--- START Exercise inputs ---

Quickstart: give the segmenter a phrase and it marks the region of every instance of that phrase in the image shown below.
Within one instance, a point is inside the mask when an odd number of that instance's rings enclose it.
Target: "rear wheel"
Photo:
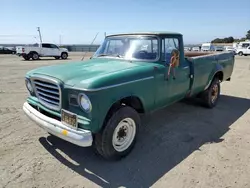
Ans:
[[[207,90],[202,93],[201,96],[204,104],[208,108],[213,108],[217,105],[217,102],[220,98],[220,80],[218,78],[214,78],[211,85]]]
[[[115,111],[95,135],[94,147],[106,159],[117,160],[127,156],[133,149],[140,126],[140,116],[131,107]]]
[[[62,59],[67,59],[67,58],[68,58],[68,54],[67,54],[66,52],[63,52],[63,53],[61,54],[61,58],[62,58]]]

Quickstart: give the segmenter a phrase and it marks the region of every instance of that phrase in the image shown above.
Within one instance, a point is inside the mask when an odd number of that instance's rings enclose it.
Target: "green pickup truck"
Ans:
[[[51,135],[106,159],[135,145],[140,117],[187,97],[216,106],[234,54],[186,52],[180,33],[109,35],[86,61],[40,67],[25,76],[25,114]]]

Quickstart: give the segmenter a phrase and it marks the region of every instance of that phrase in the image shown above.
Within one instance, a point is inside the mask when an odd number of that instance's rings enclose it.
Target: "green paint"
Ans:
[[[143,35],[136,33],[135,35]],[[233,71],[234,56],[231,53],[214,54],[195,58],[185,58],[182,35],[178,33],[146,33],[159,37],[158,47],[162,49],[161,38],[174,37],[179,40],[180,65],[167,79],[168,65],[163,53],[154,61],[130,61],[114,57],[93,57],[87,61],[64,63],[41,67],[27,73],[26,77],[43,75],[57,79],[62,87],[62,108],[79,116],[79,127],[96,133],[111,106],[117,101],[137,97],[145,113],[177,102],[187,94],[202,92],[217,71],[223,72],[223,80]],[[112,35],[109,37],[117,37]],[[190,78],[193,75],[193,78]],[[84,112],[79,106],[69,104],[69,95],[85,93],[92,103],[92,111]],[[41,105],[36,97],[30,96],[28,102],[60,117],[59,111],[49,110]]]

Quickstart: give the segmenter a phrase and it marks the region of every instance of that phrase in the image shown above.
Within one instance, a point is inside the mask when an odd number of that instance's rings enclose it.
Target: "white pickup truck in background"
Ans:
[[[236,53],[240,56],[242,55],[250,55],[250,46],[246,47],[246,48],[237,48]]]
[[[59,48],[57,45],[50,43],[42,43],[39,47],[17,46],[16,54],[22,56],[25,60],[29,60],[30,58],[38,60],[39,57],[68,58],[68,50],[66,48]]]

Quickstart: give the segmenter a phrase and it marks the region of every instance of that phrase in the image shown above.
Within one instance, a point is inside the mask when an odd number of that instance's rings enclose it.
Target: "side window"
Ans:
[[[123,43],[121,40],[110,40],[107,43],[105,54],[121,54]]]
[[[180,48],[178,38],[165,38],[162,40],[162,54],[163,60],[167,65],[175,64],[179,66],[180,63]]]

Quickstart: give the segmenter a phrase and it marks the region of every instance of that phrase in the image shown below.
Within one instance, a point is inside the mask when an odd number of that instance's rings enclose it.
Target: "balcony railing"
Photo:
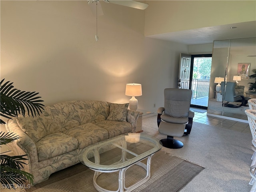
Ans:
[[[209,96],[210,79],[193,79],[192,86],[193,99]]]

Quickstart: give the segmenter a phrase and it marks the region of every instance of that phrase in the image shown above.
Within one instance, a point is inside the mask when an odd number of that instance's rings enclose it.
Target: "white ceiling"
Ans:
[[[231,27],[237,27],[234,29]],[[256,37],[256,21],[205,27],[148,36],[187,45],[212,43],[214,40]]]

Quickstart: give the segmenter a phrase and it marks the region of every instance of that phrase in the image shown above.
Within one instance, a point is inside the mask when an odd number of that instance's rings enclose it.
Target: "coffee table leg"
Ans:
[[[134,190],[136,188],[137,188],[142,184],[146,183],[150,178],[151,176],[150,167],[151,164],[151,158],[153,155],[154,155],[154,154],[152,154],[144,159],[145,159],[146,158],[147,158],[146,165],[140,162],[137,162],[134,164],[144,168],[147,171],[147,173],[146,176],[144,178],[141,179],[137,183],[134,184],[133,185],[130,186],[128,187],[126,187],[125,186],[125,172],[127,170],[127,169],[133,165],[131,165],[128,167],[123,168],[119,170],[116,170],[115,171],[102,171],[102,172],[99,172],[98,171],[96,171],[96,170],[94,170],[94,171],[95,171],[95,172],[94,172],[94,175],[93,177],[93,185],[94,186],[96,190],[98,192],[129,192],[132,191],[133,190]],[[115,172],[116,171],[119,171],[118,176],[118,188],[116,191],[109,190],[108,190],[107,189],[104,189],[101,187],[97,183],[97,178],[103,172]]]

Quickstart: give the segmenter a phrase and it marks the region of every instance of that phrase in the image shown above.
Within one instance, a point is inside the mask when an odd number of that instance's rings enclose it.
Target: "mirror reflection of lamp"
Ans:
[[[233,80],[236,81],[236,84],[238,84],[238,82],[237,81],[240,81],[241,80],[241,76],[239,76],[239,75],[234,75],[233,77]]]
[[[218,84],[216,86],[216,91],[217,92],[220,92],[221,90],[220,83],[222,81],[224,81],[224,77],[216,77],[214,80],[214,83],[218,83]]]
[[[129,108],[131,110],[136,111],[138,108],[138,100],[136,96],[142,95],[141,84],[138,83],[128,83],[125,89],[125,95],[132,96],[129,100]]]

--- END Exercise inputs ---

• Work required:
Gather every line of the entries above that contains the word "green". Case counts.

• Written answer:
Target: "green pickup truck"
Target: "green paint"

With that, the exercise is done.